Andrew Tate schrieb am Freitag aus dem Arrest der Bukarester Polizei auf Twitter: »Die Matrix hat ihre Agenten geschickt.« Damit wollte er wohl andeuten, Opfer einer Verschwörung zu sein – eine Erzählung, die er schon vor seiner Festnahme in Videos vorbereitet hatte. Das britische Boulevardblatt »Daily Mirror« zitierte einen Sprecher Tates mit den Worten, die beiden Brüder hätten »den größten Respekt vor den rumänischen Behörden und werden helfen, wo sie können«.

Aufstieg nach Gewaltvideo bei Big Brother

Tates fragwürdiger Aufstieg als Internetberühmtheit begann laut einem Bericht der BBC  im Jahr 2016 mit einem Rausschmiss bei der Sendung »Big Brother«. Schon damals ging es um Vorwürfe wegen Gewalt. Auf einem Video war demnach zu sehen, wie Tate eine Frau mit einem Gürtel schlug. Ein zweites Video zeigt laut »Guardian«, wie Tate eine Frau auffordert, ihre Verletzungen zu zählen, die er ihr zugefügt habe. Beide hätten anschließend beteuert, es habe keinen Missbrauch gegeben.

#### Arbeitsauftrag
Übersetze bitte den Satz »Schon damals ging es um Vorwürfe wegen Gewalt.« aus dem Textausschnitt ins Englische.

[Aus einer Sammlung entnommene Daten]
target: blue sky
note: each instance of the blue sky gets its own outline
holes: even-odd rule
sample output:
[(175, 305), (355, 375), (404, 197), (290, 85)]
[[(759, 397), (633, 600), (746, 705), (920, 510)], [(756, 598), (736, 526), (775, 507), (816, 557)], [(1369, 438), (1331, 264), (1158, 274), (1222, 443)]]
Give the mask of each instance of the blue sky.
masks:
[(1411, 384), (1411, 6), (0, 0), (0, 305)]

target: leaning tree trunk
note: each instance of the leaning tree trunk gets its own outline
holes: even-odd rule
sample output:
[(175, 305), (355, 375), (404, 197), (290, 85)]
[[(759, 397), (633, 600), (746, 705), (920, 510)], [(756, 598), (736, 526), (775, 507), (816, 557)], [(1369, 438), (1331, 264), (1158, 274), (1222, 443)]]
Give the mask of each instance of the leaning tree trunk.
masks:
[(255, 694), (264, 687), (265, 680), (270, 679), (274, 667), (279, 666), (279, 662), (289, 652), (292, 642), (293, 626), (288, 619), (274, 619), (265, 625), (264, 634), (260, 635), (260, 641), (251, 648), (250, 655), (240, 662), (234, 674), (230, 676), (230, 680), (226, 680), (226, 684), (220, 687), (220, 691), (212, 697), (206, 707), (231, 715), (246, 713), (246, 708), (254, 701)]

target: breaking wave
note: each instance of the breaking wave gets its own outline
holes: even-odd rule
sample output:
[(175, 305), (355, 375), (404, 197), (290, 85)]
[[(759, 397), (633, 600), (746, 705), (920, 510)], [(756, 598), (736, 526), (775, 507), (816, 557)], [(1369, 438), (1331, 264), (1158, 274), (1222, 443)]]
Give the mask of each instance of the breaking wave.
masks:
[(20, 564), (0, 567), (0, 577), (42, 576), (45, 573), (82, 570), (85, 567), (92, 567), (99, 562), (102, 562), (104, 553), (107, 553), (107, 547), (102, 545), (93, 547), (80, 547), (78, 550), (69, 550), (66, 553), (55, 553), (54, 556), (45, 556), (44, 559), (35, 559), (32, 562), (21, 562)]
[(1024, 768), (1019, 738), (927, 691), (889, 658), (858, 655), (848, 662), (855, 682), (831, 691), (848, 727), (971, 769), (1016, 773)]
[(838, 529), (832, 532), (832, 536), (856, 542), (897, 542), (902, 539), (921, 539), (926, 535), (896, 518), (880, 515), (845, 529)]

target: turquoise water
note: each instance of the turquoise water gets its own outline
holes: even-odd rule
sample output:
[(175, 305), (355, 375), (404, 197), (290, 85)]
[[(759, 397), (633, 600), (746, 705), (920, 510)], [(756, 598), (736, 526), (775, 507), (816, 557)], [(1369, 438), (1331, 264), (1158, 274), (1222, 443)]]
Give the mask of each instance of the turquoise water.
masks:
==
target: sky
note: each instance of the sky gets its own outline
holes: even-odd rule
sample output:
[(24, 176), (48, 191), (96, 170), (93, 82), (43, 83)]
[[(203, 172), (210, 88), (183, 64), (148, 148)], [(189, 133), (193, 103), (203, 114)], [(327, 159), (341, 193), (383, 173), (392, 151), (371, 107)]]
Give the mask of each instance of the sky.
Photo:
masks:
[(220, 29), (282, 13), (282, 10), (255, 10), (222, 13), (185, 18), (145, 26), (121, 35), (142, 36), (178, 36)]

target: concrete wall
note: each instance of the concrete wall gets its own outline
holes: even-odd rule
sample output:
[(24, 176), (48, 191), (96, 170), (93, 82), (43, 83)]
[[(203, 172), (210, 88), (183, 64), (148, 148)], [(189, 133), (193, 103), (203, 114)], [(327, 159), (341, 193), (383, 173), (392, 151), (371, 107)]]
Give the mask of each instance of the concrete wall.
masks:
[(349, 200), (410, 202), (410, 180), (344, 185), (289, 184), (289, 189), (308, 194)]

#### Richtige Antwort
Even back then, it was about allegations of violence.